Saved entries
[Start]
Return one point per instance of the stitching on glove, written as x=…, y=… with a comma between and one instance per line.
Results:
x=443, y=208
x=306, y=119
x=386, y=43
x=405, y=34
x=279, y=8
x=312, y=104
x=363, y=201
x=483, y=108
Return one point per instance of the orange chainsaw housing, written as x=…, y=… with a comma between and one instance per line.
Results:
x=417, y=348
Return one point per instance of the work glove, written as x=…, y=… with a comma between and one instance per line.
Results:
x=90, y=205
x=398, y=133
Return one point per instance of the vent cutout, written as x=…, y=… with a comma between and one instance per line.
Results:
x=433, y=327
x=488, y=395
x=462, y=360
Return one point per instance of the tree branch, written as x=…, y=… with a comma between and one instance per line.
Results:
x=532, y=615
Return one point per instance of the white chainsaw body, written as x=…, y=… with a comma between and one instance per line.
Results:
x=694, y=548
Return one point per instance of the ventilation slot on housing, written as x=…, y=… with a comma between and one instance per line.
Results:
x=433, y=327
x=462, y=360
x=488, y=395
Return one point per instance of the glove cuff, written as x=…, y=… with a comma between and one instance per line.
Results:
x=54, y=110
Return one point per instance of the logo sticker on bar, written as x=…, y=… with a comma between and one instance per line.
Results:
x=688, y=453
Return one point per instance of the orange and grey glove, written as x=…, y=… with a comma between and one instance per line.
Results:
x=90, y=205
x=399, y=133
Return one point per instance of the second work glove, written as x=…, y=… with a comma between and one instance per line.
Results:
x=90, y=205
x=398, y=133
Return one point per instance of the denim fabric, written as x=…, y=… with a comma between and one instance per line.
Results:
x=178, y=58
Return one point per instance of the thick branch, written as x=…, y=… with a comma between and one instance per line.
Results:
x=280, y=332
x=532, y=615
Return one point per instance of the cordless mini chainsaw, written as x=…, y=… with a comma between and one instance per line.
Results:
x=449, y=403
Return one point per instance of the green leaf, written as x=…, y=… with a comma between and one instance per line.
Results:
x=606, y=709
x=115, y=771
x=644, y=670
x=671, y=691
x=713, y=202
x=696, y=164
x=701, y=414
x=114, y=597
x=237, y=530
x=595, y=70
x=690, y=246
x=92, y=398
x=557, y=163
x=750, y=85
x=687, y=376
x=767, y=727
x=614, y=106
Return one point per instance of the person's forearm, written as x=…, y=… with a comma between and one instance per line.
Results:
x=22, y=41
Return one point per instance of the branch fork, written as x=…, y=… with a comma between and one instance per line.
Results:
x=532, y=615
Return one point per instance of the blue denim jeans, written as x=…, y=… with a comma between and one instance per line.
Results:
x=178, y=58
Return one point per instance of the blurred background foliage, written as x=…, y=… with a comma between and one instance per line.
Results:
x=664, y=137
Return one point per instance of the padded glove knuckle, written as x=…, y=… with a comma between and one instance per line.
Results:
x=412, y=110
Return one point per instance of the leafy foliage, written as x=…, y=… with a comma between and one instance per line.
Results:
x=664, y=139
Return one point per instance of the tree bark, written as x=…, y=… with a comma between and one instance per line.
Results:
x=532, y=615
[End]
WHAT TO WORK ON »
Put all of the records above into a numbered list, skipping any blank lines.

EXERCISE OUTPUT »
1. Return one point per instance of the stitching on glove, written as x=…, y=… with a comma between and one instance per line.
2. Results:
3. x=443, y=208
4. x=306, y=119
5. x=386, y=43
6. x=405, y=34
7. x=279, y=8
8. x=312, y=104
9. x=363, y=201
10. x=483, y=108
11. Return one point per instance of the orange chainsaw housing, written as x=…, y=… with a comma between and one instance per line.
12. Results:
13. x=417, y=348
14. Return one point per instance of the work glove, written as x=…, y=… with a comma between and one instance per line.
15. Results:
16. x=90, y=205
17. x=398, y=133
18. Return one point per instance of the vent cutout, written as x=…, y=… with a comma between and one instance per line.
19. Results:
20. x=433, y=327
21. x=488, y=395
22. x=462, y=360
23. Return one point per instance of the tree branch, written as x=…, y=… with a comma between and one instance per line.
24. Results:
25. x=532, y=615
26. Return one point per instance of the white chainsaw body, written as x=…, y=… with a comma between and one instance per line.
27. Results:
28. x=694, y=548
29. Return one point per instance of the ventilation slot on housing, written as x=…, y=… with a comma between and one instance per line.
30. Results:
31. x=433, y=327
32. x=462, y=360
33. x=488, y=395
34. Return one point per instance of the glove cuff, written as x=…, y=… with a comma between and one instance per line.
35. Results:
36. x=54, y=110
37. Return one point per instance of the logo sticker on bar, written as x=…, y=… with a comma between and one instance per line.
38. Results:
39. x=688, y=453
40. Return one point per instance of the orange and grey glove, written as x=…, y=… with a comma between and one instance per line.
41. Results:
42. x=90, y=205
43. x=399, y=133
44. Return one point per instance of the second work glove, written as x=…, y=… with a comma between and one instance per line.
45. Results:
46. x=90, y=205
47. x=398, y=133
48. Return one point per instance of the denim fabric, written as x=…, y=… with a comma between and one instance per line.
49. Results:
50. x=178, y=58
51. Return one point per instance of the thick branch, written as x=…, y=… with a comma between and one instance per line.
52. Results:
53. x=280, y=332
54. x=532, y=615
55. Return one point per instance of the cordless mini chainsaw, written as x=…, y=… with a comma between and one instance per line.
56. Results:
57. x=449, y=403
58. Return one point per instance of the green leaf, written as x=…, y=… with a comma between and one instance per line.
59. Results:
60. x=606, y=709
61. x=115, y=771
62. x=644, y=670
63. x=671, y=691
64. x=713, y=202
65. x=696, y=164
66. x=701, y=414
67. x=114, y=597
68. x=237, y=530
69. x=595, y=70
70. x=690, y=246
71. x=92, y=398
72. x=557, y=163
73. x=750, y=85
74. x=687, y=376
75. x=767, y=727
76. x=614, y=106
77. Return one point per instance of the person's forearm, written as x=…, y=… with a comma between and one instance per line.
78. Results:
79. x=22, y=41
80. Return one point per instance of the branch fork, written as x=…, y=… with a comma between and one instance per line.
81. Results:
82. x=532, y=615
83. Return one point per instance of the blue denim jeans, written as x=…, y=… with a comma between and one instance per line.
84. Results:
85. x=178, y=58
86. Return one point per instance of the blurred background foliage, written as x=…, y=… with a comma between and one instance per line.
87. Results:
88. x=664, y=137
89. Return one point per instance of the padded glove knuckle, written as x=…, y=… with a comma between and one instance per line.
90. Results:
91. x=412, y=110
92. Return one point per instance of the leafy foliage, written as x=…, y=… with a comma between and one instance per line.
93. Results:
94. x=664, y=139
95. Return one point per instance of the tree bark, written as x=…, y=… with a comma between and one instance per line.
96. Results:
97. x=532, y=615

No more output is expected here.